_COMPLETE THE FOLLOWING_
1: In the KidTalk passage, copy the text starting at "As Huang was" and ending at "affect child development.", swapping "colleague" for "collaborator".
2: According to Hartshorne's quote in the KidTalk passage, what factors made parents worry about how the pandemic would affect their child's development? List all of them.
3: Summarize the KidTalk passage in two sentences.

_EXCERPTED TEXT_
....

A Natural Experiment

As Huang was discussing this idea with her colleague, Joshua Hartshorne, head of the Language Learning Lab at Boston College, Covid-19 started to spread across the United States. All of a sudden, finding ways to continue research efforts while colleges and universities were closed became a priority. The pandemic, which closed daycares and schools across the country, also raised concerns about how those moves might affect child development.

“Between the lack of school and daycare, the social distancing, the additional parental stress, the lack of school enrichment activities, and a presumed increase in screen time, parents were worried about how the pandemic was going to affect their child’s normal development,” Hartshorne said. “Yet, it’s hard to know what the impact actually is because we can’t test kids in the lab right now. If we could find a way to effectively test things in the home, Covid-19 could offer us a unique opportunity to do an incredible natural experiment.”

Huang agreed and added that Covid-19 could also offer them a new lens with which to examine how changes in SES may affect speech acquisition. “Even high SES families may be experiencing new social and economic stress right now,” she said. “So, we may be able to see the extent to which that stress affects kids independent of typical cultural and race factors.”

To collect this kind of data, Huang and Hartshorne developed KidTalk, a citizen science experiment where parents can create a language scrapbook by uploading their video and audio recordings (video recordings are automatically stripped to only audio information) to an app. There, those recordings come together to form a timeline of speech development. The researchers hope that parents, who are already recording their kids, will appreciating having a “bird’s eye view” of their children’s development as well as a platform to share different recordings with friends and family. The researchers will combine the data from all the participants, keeping each child anonymous, to better understand how Covid-19 may be changing children’s learning environments and overall speech development.

“We’re hoping to get a lot of data from a lot of different people,” said Hartshorne. “Doing it as a scrapbook is a nice way to get that data in a way where parents can record the things they want, go back and listen to what their kid was saying months ago, and share that information with others. I think it’s the kind of experiment that can benefit everyone.”

Moving Forward

The app is now available for download online at the KidTalk website. People can start recording immediately from the app and extract audio from videos they already have. Huang and Hartshorne hope to amass a large data set that can also be accessed by other scientists in the future.

....

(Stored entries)

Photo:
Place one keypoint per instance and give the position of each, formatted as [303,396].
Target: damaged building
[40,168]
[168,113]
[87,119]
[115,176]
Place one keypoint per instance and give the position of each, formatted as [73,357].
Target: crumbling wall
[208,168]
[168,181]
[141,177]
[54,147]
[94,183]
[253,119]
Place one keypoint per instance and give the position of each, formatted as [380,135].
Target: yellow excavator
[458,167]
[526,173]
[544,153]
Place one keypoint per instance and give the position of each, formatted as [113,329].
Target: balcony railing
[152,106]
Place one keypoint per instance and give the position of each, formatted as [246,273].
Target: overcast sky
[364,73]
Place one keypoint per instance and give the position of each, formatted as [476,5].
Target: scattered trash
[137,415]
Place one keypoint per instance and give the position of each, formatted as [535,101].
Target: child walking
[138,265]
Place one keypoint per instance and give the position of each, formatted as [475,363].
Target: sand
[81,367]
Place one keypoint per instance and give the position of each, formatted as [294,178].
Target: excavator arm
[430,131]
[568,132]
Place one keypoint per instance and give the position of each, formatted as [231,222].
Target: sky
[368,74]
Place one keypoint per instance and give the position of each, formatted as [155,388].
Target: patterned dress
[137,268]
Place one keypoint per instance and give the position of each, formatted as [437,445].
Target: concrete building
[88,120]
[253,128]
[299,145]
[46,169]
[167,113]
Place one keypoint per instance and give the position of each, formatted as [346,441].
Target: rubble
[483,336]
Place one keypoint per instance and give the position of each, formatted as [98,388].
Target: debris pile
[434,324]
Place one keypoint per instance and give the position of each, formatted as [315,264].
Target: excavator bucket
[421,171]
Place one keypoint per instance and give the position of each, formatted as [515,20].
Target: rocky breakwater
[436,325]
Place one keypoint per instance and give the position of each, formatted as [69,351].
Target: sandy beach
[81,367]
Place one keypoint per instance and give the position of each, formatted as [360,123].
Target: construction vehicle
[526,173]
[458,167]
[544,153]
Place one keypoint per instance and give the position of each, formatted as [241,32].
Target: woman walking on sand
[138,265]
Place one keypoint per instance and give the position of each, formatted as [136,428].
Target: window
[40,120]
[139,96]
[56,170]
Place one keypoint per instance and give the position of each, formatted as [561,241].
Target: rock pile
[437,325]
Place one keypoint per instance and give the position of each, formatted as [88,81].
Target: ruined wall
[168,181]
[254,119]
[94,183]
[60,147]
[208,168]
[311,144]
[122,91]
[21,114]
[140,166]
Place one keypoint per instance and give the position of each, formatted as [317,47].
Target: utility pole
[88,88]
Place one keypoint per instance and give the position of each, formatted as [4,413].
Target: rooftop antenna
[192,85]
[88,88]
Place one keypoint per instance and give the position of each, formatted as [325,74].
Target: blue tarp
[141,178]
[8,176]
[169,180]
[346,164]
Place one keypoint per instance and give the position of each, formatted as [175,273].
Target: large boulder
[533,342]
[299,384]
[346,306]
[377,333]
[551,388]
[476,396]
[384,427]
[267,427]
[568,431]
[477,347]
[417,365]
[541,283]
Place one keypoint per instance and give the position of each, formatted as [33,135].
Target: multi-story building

....

_SOLUTIONS BY TASK_
1:
As Huang was discussing this idea with her collaborator, Joshua Hartshorne, head of the Language Learning Lab at Boston College, Covid-19 started to spread across the United States. All of a sudden, finding ways to continue research efforts while colleges and universities were closed became a priority. The pandemic, which closed daycares and schools across the country, also raised concerns about how those moves might affect child development.

2:
- The lack of school and daycare
- Social distancing
- Additional parental stress
- The lack of school enrichment activities
- A presumed increase in screen time

3: With labs closed during Covid-19, Huang and Hartshorne saw the pandemic as a natural experiment in child development and a new way to study how changes in SES affect speech acquisition. They developed KidTalk, a citizen science app where parents upload recordings to build a language scrapbook, and the researchers will combine the data anonymously to understand how Covid-19 may be changing children's learning environments and speech development.